* **Aim**:
Pull out each line of the material below that contains the string "yellow", and copy those lines in their original order. Match case exactly.

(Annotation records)
□ □ □

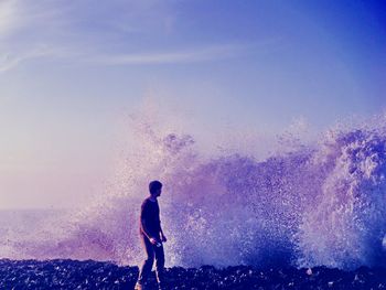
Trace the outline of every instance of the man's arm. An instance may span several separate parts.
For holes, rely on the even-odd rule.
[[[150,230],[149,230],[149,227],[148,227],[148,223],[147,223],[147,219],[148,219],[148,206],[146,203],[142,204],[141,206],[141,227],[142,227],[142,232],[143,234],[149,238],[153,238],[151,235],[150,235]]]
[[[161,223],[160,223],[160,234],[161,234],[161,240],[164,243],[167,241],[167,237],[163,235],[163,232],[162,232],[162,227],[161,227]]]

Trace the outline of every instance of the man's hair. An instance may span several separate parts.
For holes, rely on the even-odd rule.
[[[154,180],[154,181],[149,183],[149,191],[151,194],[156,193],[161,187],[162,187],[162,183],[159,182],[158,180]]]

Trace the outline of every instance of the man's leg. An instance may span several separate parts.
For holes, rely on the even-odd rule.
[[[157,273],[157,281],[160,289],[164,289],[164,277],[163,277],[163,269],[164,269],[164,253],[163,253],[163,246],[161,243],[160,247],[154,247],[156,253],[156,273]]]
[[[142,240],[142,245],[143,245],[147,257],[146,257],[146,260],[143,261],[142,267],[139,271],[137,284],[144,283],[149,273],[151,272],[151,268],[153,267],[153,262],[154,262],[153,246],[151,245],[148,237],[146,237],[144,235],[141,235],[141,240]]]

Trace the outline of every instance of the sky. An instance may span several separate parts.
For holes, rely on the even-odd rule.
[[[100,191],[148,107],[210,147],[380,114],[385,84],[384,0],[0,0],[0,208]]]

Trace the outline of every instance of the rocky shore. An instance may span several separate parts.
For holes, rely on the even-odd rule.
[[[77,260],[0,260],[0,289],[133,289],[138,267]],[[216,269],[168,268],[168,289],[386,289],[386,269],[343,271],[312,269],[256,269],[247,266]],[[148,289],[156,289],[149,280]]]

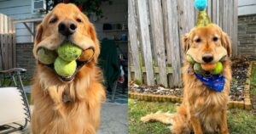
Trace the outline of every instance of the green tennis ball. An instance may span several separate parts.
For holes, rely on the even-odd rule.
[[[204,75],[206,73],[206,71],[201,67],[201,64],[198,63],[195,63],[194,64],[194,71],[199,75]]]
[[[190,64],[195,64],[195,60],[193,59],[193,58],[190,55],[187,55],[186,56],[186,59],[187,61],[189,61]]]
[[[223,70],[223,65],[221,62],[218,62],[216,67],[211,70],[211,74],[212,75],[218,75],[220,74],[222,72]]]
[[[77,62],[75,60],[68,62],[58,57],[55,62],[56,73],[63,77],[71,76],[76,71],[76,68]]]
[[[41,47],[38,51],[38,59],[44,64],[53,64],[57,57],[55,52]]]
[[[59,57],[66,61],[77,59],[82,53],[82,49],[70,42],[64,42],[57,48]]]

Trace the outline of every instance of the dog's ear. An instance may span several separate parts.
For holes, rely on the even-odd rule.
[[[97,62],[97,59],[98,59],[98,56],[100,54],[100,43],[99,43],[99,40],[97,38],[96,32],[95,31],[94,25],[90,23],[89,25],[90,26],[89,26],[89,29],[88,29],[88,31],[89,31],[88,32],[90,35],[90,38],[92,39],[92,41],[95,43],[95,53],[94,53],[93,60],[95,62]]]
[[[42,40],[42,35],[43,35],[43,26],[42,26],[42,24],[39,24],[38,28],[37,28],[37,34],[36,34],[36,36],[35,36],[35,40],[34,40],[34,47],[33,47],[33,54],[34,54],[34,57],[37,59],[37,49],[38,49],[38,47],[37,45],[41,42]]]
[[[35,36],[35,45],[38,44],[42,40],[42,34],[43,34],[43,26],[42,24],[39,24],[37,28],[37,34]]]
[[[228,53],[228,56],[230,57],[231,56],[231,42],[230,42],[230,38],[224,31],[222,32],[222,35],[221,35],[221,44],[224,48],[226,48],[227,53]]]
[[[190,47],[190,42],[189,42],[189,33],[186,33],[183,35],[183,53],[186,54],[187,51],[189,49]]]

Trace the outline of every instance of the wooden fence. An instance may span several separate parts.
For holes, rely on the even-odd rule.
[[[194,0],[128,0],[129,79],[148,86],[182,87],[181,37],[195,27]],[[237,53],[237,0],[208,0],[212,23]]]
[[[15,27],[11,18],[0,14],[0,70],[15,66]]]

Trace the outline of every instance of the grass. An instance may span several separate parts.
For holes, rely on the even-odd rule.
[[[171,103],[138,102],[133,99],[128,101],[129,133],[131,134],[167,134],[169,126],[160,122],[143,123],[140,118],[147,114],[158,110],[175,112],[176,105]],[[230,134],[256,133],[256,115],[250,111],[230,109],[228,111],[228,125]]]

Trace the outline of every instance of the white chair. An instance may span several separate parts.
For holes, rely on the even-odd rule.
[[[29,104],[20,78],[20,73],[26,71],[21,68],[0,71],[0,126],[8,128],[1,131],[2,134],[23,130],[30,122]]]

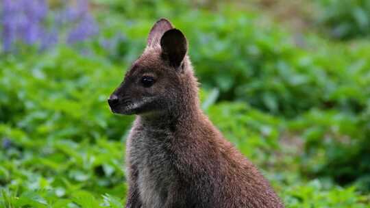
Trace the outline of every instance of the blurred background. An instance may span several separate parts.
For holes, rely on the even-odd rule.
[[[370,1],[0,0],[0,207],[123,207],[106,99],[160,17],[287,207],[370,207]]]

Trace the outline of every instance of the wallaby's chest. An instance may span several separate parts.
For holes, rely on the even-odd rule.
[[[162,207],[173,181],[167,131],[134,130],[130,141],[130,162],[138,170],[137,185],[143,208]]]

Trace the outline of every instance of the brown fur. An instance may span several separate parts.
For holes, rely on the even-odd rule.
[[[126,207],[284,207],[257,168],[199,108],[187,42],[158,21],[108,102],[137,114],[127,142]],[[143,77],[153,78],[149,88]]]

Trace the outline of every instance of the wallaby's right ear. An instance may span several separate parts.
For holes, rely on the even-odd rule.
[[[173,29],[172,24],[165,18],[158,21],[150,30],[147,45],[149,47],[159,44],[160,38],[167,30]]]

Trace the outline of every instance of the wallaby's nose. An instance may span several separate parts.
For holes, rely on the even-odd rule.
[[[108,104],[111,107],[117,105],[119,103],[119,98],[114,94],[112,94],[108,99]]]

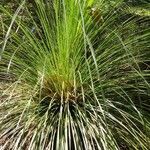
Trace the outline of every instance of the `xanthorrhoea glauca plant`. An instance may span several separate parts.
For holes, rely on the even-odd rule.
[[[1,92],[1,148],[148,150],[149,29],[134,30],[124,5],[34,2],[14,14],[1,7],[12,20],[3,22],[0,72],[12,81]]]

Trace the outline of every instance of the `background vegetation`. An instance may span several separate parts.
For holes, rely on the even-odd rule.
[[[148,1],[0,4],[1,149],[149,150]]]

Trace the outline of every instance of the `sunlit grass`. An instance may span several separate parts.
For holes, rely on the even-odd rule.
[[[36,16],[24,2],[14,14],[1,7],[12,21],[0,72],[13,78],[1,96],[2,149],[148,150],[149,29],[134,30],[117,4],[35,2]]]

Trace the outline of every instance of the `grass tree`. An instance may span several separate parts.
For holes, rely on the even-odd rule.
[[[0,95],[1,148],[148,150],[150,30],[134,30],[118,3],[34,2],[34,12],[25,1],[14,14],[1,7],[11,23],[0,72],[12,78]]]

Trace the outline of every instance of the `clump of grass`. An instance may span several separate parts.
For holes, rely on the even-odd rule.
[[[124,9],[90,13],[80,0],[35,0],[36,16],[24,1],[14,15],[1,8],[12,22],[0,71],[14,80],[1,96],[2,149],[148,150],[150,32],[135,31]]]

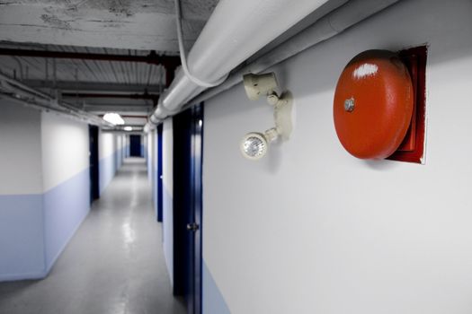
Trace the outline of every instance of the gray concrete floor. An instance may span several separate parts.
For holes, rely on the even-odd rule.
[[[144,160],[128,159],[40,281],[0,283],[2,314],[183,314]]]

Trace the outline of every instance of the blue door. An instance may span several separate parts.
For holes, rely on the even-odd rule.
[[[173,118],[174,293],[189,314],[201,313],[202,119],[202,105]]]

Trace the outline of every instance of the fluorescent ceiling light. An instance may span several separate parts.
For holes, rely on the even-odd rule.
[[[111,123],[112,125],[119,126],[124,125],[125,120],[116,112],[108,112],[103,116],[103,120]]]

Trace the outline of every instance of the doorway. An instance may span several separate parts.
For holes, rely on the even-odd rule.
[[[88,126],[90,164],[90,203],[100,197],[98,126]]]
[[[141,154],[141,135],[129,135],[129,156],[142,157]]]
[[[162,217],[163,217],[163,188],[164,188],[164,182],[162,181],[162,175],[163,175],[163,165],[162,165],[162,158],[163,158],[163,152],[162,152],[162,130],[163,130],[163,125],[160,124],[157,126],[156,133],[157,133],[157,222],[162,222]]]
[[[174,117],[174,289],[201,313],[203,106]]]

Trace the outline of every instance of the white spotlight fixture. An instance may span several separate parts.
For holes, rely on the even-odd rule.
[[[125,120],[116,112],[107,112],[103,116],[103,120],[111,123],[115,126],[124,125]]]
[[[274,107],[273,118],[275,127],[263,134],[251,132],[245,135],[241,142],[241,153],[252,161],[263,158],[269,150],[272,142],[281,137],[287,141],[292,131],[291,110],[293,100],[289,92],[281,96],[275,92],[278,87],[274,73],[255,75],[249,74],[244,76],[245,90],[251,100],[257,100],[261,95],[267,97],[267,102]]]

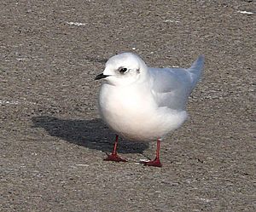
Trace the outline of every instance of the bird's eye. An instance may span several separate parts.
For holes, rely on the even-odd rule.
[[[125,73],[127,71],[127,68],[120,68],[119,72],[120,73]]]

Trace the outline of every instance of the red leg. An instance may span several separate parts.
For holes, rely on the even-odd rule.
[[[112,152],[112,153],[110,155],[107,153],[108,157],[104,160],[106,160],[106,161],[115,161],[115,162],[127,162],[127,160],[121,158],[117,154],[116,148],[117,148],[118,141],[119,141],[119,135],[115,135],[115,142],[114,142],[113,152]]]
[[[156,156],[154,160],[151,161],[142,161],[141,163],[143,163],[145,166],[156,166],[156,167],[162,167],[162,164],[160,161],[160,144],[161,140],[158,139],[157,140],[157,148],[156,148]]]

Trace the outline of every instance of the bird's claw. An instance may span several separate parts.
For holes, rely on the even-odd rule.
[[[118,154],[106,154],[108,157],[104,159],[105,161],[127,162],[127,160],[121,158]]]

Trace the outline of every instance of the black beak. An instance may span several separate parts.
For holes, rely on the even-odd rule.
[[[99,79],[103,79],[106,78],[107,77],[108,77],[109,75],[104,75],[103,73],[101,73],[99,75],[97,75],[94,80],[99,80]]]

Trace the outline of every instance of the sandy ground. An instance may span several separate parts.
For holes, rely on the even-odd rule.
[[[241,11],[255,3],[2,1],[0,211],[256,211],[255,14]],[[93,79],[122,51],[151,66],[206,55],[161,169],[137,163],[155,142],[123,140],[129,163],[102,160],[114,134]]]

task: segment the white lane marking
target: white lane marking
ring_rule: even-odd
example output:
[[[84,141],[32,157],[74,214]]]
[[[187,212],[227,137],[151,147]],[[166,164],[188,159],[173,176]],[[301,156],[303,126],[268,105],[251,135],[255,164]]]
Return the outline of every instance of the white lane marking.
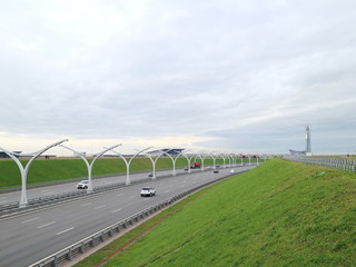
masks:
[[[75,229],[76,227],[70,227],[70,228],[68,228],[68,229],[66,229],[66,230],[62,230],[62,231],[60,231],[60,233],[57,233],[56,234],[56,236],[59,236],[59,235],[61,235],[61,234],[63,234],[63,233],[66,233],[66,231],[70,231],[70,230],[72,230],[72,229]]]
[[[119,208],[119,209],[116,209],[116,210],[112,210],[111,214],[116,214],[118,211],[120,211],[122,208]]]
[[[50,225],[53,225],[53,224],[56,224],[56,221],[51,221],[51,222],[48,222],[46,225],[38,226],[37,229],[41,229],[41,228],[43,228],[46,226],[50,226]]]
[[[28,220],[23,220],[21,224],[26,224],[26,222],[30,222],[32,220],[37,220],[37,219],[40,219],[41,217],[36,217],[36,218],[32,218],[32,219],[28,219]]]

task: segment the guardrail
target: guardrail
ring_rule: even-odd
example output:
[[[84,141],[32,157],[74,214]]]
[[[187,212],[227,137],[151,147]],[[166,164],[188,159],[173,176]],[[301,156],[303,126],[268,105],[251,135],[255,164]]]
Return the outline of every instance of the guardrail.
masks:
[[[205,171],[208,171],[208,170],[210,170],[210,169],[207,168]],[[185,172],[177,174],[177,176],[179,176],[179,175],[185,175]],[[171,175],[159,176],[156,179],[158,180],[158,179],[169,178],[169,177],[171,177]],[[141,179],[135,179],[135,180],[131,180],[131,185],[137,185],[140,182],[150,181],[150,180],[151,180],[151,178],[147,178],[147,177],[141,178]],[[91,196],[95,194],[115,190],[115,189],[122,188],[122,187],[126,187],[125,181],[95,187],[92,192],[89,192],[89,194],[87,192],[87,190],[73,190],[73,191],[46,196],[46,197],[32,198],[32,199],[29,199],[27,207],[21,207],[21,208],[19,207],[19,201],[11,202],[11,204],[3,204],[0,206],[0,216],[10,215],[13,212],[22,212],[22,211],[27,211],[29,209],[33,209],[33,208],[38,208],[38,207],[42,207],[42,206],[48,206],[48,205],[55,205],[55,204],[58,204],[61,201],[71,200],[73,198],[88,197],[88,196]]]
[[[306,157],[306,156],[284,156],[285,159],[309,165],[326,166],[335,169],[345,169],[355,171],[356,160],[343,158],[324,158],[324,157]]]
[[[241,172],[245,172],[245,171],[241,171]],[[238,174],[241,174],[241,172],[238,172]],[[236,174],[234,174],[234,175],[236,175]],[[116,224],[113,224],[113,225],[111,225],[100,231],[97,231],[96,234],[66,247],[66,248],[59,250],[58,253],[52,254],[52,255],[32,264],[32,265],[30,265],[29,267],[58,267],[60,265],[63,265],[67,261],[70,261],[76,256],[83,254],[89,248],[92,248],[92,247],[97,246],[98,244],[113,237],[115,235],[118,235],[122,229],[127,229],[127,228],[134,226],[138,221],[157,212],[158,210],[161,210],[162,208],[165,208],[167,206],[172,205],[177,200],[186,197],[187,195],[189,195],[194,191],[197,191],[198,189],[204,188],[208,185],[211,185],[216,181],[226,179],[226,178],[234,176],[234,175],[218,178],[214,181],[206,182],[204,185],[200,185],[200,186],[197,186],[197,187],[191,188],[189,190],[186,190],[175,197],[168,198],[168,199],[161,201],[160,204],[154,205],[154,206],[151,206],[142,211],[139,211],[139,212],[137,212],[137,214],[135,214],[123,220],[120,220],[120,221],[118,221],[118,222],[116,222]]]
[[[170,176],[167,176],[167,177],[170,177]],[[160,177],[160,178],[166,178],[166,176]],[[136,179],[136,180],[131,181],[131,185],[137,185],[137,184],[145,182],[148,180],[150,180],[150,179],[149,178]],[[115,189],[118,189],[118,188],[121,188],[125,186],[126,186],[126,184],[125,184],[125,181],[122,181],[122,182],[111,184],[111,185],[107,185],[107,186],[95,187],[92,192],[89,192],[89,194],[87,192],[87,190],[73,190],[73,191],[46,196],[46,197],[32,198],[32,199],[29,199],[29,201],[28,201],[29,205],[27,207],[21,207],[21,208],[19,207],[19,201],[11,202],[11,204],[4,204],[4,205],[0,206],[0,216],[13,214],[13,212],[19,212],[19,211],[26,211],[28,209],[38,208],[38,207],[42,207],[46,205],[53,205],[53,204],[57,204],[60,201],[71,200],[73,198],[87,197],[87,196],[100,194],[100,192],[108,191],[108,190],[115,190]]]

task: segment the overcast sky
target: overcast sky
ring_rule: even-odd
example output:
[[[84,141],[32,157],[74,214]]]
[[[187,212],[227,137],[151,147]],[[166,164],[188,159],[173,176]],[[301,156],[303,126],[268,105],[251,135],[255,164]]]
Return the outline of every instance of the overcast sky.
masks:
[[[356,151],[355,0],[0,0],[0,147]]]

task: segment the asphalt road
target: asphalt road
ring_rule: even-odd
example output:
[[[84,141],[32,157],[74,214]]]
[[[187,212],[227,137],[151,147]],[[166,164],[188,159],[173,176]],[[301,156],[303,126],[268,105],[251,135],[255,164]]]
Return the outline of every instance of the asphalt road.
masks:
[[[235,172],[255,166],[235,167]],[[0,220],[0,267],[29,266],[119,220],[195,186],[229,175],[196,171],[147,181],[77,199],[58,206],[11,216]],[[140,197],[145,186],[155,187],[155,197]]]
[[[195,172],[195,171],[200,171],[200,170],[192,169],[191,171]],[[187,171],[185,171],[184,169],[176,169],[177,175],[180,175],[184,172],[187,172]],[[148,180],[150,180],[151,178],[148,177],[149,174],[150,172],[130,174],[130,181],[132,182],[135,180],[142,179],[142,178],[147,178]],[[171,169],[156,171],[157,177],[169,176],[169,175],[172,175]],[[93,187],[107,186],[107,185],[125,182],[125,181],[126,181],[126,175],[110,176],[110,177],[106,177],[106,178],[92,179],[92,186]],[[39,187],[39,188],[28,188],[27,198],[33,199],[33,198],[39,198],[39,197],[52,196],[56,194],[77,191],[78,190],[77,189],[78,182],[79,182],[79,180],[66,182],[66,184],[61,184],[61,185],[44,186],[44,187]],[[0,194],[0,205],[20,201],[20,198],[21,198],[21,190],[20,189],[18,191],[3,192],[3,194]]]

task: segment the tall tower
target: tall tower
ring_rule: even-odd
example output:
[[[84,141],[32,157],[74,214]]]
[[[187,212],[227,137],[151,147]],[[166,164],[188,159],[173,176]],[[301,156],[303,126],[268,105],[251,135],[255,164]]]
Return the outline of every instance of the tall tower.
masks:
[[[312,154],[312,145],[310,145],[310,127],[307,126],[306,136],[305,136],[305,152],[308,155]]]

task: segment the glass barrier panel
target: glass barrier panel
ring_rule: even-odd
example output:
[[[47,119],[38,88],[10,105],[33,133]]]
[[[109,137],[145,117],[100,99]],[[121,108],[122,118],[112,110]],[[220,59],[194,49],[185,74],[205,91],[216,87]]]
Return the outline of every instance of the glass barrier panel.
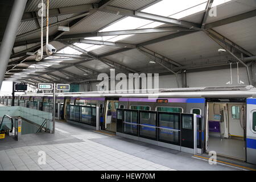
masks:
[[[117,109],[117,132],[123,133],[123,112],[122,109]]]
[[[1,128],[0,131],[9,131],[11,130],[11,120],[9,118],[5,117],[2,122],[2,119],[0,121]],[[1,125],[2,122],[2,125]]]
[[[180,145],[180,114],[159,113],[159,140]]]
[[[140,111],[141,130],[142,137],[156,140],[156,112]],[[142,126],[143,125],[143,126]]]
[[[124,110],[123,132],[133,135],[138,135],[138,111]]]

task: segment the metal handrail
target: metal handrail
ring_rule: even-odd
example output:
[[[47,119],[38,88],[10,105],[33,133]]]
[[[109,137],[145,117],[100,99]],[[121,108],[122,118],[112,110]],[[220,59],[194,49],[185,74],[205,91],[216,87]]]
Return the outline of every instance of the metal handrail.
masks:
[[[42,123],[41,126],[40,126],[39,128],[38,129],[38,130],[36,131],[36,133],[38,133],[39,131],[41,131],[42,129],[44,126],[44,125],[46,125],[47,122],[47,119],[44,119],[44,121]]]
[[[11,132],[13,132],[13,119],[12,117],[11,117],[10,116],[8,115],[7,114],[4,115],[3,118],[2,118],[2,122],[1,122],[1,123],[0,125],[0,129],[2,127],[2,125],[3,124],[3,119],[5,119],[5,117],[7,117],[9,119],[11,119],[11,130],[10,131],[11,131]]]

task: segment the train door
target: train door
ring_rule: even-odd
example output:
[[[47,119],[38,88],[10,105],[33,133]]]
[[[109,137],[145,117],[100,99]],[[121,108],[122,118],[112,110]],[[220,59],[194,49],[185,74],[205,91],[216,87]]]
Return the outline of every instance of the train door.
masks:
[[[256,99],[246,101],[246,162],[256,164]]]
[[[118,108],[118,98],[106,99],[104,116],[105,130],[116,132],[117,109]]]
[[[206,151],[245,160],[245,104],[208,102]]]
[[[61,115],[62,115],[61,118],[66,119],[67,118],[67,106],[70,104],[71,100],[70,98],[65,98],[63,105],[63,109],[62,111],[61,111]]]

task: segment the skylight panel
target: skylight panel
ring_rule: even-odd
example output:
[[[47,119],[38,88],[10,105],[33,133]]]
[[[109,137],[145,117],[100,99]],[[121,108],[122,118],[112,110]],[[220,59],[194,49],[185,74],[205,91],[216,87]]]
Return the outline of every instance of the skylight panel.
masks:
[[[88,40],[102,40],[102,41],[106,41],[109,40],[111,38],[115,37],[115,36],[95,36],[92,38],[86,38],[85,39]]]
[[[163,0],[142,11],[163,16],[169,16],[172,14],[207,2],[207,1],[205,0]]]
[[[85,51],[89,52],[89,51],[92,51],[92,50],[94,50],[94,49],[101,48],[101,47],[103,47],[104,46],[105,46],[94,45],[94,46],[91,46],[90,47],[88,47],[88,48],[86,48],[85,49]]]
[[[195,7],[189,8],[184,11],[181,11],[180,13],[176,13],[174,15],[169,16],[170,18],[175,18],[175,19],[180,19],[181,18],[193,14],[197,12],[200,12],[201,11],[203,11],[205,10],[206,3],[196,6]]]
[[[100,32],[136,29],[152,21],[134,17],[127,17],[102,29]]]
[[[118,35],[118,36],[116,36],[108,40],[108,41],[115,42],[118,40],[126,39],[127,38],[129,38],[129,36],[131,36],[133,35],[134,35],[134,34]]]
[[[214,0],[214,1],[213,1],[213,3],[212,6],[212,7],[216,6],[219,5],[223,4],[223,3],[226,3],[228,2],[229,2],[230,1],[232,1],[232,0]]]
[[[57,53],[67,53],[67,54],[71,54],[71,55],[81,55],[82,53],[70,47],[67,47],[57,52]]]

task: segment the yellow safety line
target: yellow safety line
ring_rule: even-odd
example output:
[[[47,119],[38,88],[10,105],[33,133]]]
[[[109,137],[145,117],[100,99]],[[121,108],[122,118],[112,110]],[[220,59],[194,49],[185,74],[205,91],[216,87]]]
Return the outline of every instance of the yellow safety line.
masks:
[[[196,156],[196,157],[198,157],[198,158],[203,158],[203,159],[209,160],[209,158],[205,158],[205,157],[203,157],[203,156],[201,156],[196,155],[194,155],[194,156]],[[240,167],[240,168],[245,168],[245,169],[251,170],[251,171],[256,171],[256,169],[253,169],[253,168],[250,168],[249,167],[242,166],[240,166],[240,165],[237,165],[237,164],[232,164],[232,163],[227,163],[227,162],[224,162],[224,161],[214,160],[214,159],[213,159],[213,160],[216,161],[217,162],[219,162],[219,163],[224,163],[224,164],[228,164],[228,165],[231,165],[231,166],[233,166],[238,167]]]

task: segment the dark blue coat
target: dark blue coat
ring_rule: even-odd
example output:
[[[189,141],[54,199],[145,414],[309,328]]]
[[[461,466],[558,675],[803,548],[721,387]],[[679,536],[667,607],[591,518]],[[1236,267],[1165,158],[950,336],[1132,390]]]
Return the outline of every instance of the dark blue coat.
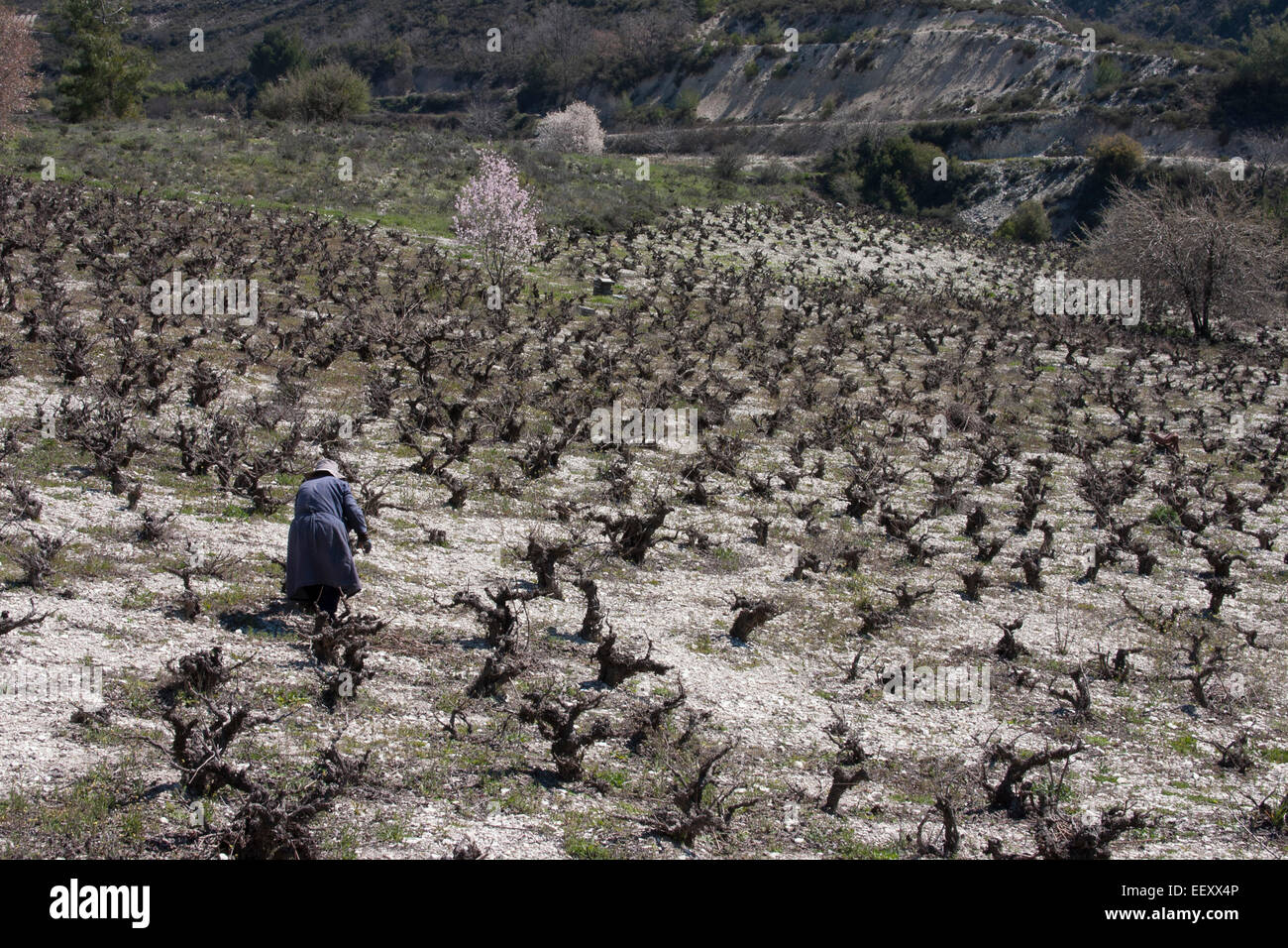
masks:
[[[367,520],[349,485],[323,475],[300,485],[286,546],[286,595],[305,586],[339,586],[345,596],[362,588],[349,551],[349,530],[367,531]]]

□ □ □

* **Correct result**:
task: segment the yellow safety line
target: yellow safety line
Return the outline of every instance of the yellow safety line.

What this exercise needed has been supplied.